Kutipan Teks ->

——

4 Hal Yang Perlu Direfleksikan Guru Indonesia | Inspirasi Zenius

Halo semuanya, selamat Hari Pendidikan Nasional! Pada kesempatan kali ini, saya ingin sedikit berbagi pandangan tentang dunia pendidikan, khususnya peran guru dalam proses belajar siswa. Sebelum di Zenius, saya sempat berkecimpung di dunia pendidikan selama 5 tahun, baik sebagai mahasiswi jurusan pendidikan, guru, dan juga wali kelas. Nah, berdasarkan dari pengalaman tersebut, dalam peringatan hari pendidikan nasional kali ini, saya mau sedikit berbagi pandangan dan pengalaman saya tentang dunia pendidikan Indonesia secara umum, khususnya peran guru dalam mengajar.
Ngomong-ngomong soal hari pendidikan, biasanya peringatan hari pendidikan itu jadi moment untuk memberikan dukungan kepada profesi guru sekaligus sebagai bentuk apresiasi terhadap peran dan kontribusi guru dalam mendidik dan membangun generasi yang lebih baik. Memang nggak bisa dimungkiri, peran guru sangatlah besar dalam kehidupan sosial bermasyarakat, terutama untuk membangun peradaban dan generasi masa mendatang yang lebih baik. Nah, justru karena peran besarnya itulah... pada peringatan hari pendidikan nasional ini, saya ingin mencoba mengajak kita semua (khususnya para guru) untuk merefleksi bersama, terutama tentang sejauh mana peran seorang guru dalam membangun semangat belajar kepada para muridnya.

——

Daftar Permintaan ->
1. Berdasarkan tulisan tentang refleksi guru Indonesia, berapa lama penulis berkecimpung di dunia pendidikan sebelum di Zenius?
2. Rangkumlah tulisan tentang refleksi guru Indonesia dalam dua kalimat.
3. Teruskan tulisan tentang refleksi guru Indonesia itu dari kalimat terakhir yang ditampilkan.

Catatan Tersimpan ->
——

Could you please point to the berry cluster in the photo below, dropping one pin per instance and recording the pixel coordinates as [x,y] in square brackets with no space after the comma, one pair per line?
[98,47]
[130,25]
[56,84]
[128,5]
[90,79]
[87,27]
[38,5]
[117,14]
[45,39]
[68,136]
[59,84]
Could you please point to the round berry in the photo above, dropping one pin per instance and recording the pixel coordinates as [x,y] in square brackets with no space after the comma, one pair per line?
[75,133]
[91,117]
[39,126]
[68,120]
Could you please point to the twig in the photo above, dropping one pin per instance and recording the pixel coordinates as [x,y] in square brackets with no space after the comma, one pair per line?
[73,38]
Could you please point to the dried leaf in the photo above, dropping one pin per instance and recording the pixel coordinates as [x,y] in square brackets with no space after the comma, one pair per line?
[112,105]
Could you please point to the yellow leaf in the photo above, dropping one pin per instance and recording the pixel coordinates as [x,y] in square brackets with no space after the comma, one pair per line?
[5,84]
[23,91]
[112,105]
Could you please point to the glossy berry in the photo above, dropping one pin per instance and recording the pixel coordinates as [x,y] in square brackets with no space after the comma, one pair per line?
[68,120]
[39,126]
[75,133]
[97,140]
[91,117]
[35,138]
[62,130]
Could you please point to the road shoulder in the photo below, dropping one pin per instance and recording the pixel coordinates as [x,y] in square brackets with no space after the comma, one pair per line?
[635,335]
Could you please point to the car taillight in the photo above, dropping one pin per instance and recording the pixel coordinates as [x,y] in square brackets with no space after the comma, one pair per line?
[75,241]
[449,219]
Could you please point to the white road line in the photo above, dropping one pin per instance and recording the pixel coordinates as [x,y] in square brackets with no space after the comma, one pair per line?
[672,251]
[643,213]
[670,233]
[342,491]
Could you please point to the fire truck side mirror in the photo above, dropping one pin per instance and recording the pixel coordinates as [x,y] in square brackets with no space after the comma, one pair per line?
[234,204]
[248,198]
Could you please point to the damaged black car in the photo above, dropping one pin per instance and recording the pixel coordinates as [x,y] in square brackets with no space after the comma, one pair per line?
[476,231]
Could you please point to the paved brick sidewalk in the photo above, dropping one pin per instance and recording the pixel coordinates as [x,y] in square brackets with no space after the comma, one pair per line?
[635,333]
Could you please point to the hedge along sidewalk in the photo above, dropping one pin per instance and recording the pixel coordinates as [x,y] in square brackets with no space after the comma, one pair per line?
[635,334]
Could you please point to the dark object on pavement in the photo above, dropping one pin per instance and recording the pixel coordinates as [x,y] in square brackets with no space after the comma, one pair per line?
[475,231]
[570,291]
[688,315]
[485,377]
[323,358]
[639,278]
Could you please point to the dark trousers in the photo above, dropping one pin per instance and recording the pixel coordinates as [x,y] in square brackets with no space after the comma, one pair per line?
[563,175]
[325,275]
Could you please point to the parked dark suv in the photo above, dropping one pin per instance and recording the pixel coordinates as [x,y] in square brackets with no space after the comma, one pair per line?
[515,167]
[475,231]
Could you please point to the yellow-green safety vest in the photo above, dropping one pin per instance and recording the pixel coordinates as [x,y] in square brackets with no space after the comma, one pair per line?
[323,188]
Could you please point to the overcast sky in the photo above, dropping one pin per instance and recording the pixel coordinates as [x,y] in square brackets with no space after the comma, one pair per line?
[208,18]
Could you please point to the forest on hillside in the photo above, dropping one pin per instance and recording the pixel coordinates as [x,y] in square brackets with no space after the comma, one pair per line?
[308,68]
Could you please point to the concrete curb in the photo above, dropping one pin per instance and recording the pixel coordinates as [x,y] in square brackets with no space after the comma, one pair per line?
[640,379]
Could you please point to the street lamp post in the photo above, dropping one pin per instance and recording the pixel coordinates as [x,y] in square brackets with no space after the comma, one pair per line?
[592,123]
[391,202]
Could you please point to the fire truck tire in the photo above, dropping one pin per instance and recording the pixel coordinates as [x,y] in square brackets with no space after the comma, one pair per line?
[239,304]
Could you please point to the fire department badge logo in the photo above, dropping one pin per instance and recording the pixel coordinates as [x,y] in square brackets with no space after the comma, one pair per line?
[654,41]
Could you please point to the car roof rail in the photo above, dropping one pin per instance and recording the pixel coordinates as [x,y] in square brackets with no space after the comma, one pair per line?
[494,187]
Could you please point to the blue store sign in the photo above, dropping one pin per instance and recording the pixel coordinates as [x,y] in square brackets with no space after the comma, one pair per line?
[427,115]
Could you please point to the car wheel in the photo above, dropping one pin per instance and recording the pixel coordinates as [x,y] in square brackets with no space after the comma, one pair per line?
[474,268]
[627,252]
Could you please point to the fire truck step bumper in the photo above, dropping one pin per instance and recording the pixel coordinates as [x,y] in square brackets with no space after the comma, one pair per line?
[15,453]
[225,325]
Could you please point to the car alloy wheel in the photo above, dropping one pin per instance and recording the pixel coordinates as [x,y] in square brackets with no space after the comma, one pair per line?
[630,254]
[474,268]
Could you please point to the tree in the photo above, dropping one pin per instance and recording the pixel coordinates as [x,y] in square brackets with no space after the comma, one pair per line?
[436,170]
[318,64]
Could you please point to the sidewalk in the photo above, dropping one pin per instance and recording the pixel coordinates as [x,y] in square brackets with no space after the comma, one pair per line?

——

Jawaban Setiap Tugas ->
1. Selama 5 tahun.

2. Dalam rangka Hari Pendidikan Nasional, penulis berbagi pandangan tentang dunia pendidikan Indonesia, khususnya peran guru dalam mengajar, berdasarkan pengalaman lima tahun di bidang pendidikan sebagai mahasiswa jurusan pendidikan, guru, dan wali kelas. Karena peran guru sangat besar dalam membangun generasi masa mendatang yang lebih baik, penulis mengajak semua pihak, terutama para guru, untuk merefleksikan sejauh mana guru membangun semangat belajar para muridnya.

3.
Hari pendidikan nasional
Mungkin sudah bukan hal baru lagi kalo saya mengatakan bahwa profesi guru masih dipandang sebelah mata di Indonesia. Sedikit-banyak mungkin karena masyarakat Indonesia umumnya beranggapan bahwa tugas seorang guru hanya sekadar mengajar di depan kelas dan memberi tugas kepada murid. Tapi menurut saya pribadi, tugas utama seorang guru bukan hanya mengajar, tapi juga memberi contoh, inspirasi, dan yang paling penting adalah membuat murid senang belajar serta menikmati proses belajar itu sendiri.
Dalam perspektif ini, saya berpendapat bahwa tolak ukur keberhasilan seorang guru itu bukan ditentukan oleh kepala sekolah maupun orangtua, tapi justru oleh murid-muridnya. Keberhasilan guru utamanya tercermin pada perubahan positif yang dialami oleh murid-muridnya. Perubahan positif itu bisa jadi macam-macam indikatornya, dari mulai pemahaman murid akan materi pelajaran, rasa antusias murid dalam mengikuti proses pembelajaran, dan yang paling penting adalah sejauh mana murid menikmati proses belajar yang dijalaninya tersebut.
Sayangnya, dari pengalaman saya berkecimpung di dunia pendidikan (baik sebagai siswi, mahasiswi, maupun guru), tidak semua guru sepakat dengan pandangan saya di atas. Maksudnya, masih banyak guru yang tidak menjadikan "antusiasme murid dalam belajar" sebagai tolak ukur utama dalam proses mengajar ; tapi justru menciptakan semacam sistem yang membuat murid-murid belajar dengan penuh keterpaksaan, seperti pemberian tugas dengan porsi yang tidak wajar, memberi sanksi dan hukuman dengan cara yang kurang tepat sasaran, dsb.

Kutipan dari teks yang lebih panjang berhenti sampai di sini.